* TEXT SHOWN:
────────
Study: Cannabis compounds prevent coronavirus from entering human cells
					

A new study published by researchers at Oregon State University found hemp compounds have the ability to prevent the virus that causes COVID-19 from entering human cells.




					www.clickondetroit.com


----------



## KustyTheKlown (Jan 12, 2022)

Andrew B. said:


> Study: Cannabis compounds prevent coronavirus from entering human cells
> 
> 
> A new study published by researchers at Oregon State University found hemp compounds have the ability to prevent the virus that causes COVID-19 from entering human cells.
> ...



and that explains my stellar track record of not getting covid despite lots of exposure including crowded indoor concerts and clubs


----------



## Smellytele (Jan 12, 2022)

Andrew B. said:


> Study: Cannabis compounds prevent coronavirus from entering human cells
> 
> 
> A new study published by researchers at Oregon State University found hemp compounds have the ability to prevent the virus that causes COVID-19 from entering human cells.
> ...


My 2 friends who smoke on a regular basis both got covid . One in October, one has it now.


----------



## abc (Jan 12, 2022)

Smellytele said:


> My 2 friends who smoke on a regular basis both got covid . One in October, one has it now.


Hahaha!!!

"Prevent" the virus "from entering human cell"! Your friends must not be human!   

But then, they don't live in Oregon, do they? It's only "human" living in Oregon hardened by weed can "prevent" Covid virus!!!


----------



## deadheadskier (Jan 12, 2022)

Smellytele said:


> My 2 friends who smoke on a regular basis both got covid . One in October, one has it now.



Not our teammate? If he's the guy who has it now I would have asked him to share a joint after the race tonight.  Hot Box the car Bob Covid Marley style.  Get me out of my damn business trip.


----------



## Smellytele (Jan 13, 2022)

deadheadskier said:


> Not our teammate? If he's the guy who has it now I would have asked him to share a joint after the race tonight.  Hot Box the car Bob Covid Marley style.  Get me out of my damn business trip.


No not him.


----------



## drjeff (Jan 13, 2022)

Here you go DHS, hot off the presses!









						All Cancun Entry Requirements Including Health Form Have Been Removed
					

Removal Of Health Questionnaire Sees Off The Last Official COVID Related Entry Requirement Mirroring Pre-Pandemic Era




					thecancunsun.com
				




I am sure that this will certianly change your desire to travel to Mexico with your company!


----------



## deadheadskier (Jan 13, 2022)

drjeff said:


> Here you go DHS, hot off the presses!
> 
> 
> 
> ...



So I'm not potentially getting trapped anymore?  That's a relief.  Still pissed I'm missing a skiing weekend


----------



## abc (Jan 13, 2022)

deadheadskier said:


> So I'm not potentially getting trapped anymore?  That's a relief.  Still pissed I'm missing a skiing weekend


???

Are you worried getting "trapped" at home?

What's "removed" is going to Cancun. Coming back home is still unchanged.
────────
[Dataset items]
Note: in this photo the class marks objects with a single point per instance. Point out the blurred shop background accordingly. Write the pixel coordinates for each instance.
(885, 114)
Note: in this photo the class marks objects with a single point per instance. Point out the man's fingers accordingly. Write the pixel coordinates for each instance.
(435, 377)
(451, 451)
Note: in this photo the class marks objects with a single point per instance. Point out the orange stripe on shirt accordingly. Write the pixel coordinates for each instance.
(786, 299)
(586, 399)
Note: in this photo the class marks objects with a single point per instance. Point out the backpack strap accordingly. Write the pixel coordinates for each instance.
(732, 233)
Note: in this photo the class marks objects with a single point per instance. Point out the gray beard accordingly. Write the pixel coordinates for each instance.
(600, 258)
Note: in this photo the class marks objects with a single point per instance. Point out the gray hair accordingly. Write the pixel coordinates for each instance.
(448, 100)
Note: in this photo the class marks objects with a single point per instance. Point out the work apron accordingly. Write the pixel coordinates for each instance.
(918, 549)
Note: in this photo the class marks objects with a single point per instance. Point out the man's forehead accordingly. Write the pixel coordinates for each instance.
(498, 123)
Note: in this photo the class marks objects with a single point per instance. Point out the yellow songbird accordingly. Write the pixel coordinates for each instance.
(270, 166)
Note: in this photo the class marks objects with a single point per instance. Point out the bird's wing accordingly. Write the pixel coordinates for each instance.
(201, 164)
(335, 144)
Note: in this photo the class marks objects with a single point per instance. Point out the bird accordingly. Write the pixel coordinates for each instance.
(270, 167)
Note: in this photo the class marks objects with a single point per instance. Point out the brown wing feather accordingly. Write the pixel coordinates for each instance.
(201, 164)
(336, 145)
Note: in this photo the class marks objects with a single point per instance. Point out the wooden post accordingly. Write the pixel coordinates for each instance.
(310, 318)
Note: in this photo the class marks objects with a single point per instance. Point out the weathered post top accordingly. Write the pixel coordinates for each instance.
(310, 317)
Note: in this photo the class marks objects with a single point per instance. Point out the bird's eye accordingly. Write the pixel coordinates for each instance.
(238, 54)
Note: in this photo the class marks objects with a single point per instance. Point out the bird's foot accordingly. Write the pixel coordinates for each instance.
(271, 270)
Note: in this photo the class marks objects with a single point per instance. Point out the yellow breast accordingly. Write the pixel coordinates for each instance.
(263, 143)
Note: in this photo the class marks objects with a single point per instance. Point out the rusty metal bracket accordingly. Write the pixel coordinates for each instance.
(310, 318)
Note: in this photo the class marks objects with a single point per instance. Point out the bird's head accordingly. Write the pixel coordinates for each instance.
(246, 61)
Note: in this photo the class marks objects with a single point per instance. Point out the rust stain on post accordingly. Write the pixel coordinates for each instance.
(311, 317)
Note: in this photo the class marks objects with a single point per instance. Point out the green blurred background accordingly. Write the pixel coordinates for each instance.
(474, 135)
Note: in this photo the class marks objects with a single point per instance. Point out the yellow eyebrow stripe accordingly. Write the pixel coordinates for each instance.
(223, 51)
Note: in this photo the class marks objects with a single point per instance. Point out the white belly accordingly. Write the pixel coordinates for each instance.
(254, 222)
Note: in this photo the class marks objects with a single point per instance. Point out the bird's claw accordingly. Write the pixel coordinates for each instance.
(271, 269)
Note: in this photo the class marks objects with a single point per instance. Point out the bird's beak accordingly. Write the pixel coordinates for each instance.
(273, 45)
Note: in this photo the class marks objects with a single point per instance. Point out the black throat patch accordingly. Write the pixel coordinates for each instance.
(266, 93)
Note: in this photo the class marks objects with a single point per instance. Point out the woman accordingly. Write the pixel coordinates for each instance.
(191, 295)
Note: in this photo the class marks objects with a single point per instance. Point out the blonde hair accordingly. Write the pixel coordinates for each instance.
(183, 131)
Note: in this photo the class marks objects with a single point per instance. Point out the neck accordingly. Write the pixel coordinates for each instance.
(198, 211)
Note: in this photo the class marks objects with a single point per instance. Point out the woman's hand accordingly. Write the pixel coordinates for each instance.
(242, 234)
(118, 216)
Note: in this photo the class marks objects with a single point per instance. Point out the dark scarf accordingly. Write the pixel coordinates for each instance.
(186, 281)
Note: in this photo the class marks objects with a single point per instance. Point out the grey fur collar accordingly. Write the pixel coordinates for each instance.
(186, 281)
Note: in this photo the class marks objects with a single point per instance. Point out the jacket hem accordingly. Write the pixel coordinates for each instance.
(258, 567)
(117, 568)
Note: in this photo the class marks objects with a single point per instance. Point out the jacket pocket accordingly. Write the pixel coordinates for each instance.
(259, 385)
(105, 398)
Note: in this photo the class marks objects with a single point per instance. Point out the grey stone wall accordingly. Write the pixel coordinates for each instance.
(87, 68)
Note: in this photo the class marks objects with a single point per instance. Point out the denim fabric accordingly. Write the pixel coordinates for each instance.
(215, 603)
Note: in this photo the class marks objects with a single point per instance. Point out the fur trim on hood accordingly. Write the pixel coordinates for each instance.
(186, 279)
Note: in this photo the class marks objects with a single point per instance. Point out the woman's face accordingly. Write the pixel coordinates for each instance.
────────
* DIRECTIONS:
[a] Reproduce the part of the forum thread about the cannabis COVID study starting at "and that explains" and ending at "Smellytele (Jan 12, 2022)".
[b] Carry on the forum thread about the cannabis COVID study from the point where it stops.

* WRITTEN RESPONSES:
[a]
and that explains my stellar track record of not getting covid despite lots of exposure including crowded indoor concerts and clubs


----------



## Smellytele (Jan 12, 2022)

[b]
----------



## deadheadskier (Jan 13, 2022)

I only glanced at it and assumed it meant testing requirements for return are no longer needed.


----------



## abc (Jan 13, 2022)

Only the US government can remove that


----------



## deadheadskier (Jan 13, 2022)

Im aware.  Like I said I only glanced at it.  Just assumed Dr J was sharing good news


----------



## drjeff (Jan 13, 2022)

deadheadskier said:


> Im aware.  Like I said I only glanced at it.  Just assumed Dr J was sharing good news



Pretty much all it means is that *if* you get Covid in Cancun, you won't be locked up in your room having to have the staff bring you rounds of tropical drinks is how I interpret this. Nor will they keep you in Mexico.

Once back in the US, then you may need to self quarantine if positive for however many days the CDC feels like telling people they should at that moment in time


----------



## deadheadskier (Jan 13, 2022)

drjeff said:


> Pretty much all it means is that *if* you get Covid in Cancun, you won't be locked up in your room having to have the staff bring you rounds of tropical drinks is how I interpret this. Nor will they keep you in Mexico.
> 
> Once back in the US, then you may need to self quarantine if positive for however many days the CDC feels like telling people they should at that moment in time



I'm going to point out again that I didn't read the article.  ABC apparently did and commented it says Mexico changed their rules which doesn't matter.  US rules dictate when I come home.  That's true

You felt my desperation Doc.  Have given me hope like you were my personal smuggler to re- patriot.  

I'm going to request you call the Mexican/US embassy on my behalf if this doesn't work out.


----------



## drjeff (Jan 13, 2022)

deadheadskier said:


> I'm going to point out again that I didn't read the article.  ABC apparently did and commented it says Mexico changed their rules which doesn't matter.  US rules dictate when I come home.  That's true
> 
> You felt my desperation Doc.  Have given me hope like you were my personal smuggler to re- patriot.
> 
> I'm going to request you call the Mexican/US embassy on my behalf if this doesn't work out.



Game on! And if it helps, one of my staff member's daughter in law got "trapped" in Aruba last week due to a positive Covid test prior to trying to fly back to the US.

Apparently she spent 5 extra days out on the balcony of her hotel room, over looking the Carribean, with the hotel staff bringing her meals and drinks whenever she wanted. Now if one has to "quarantine" that sounds like a decent scenario to quarantine in. Sunshine, ocean views and breezes and plenty of tropical drinks delivered to the door of your hotel room. And apparently when she coordinated with the hotel maids, if she was on her balcony, and closed the sliding door to her balcony, the maids would come in and do their usual towel/linen/bar re-stocking service as well!


----------



## deadheadskier (Jan 13, 2022)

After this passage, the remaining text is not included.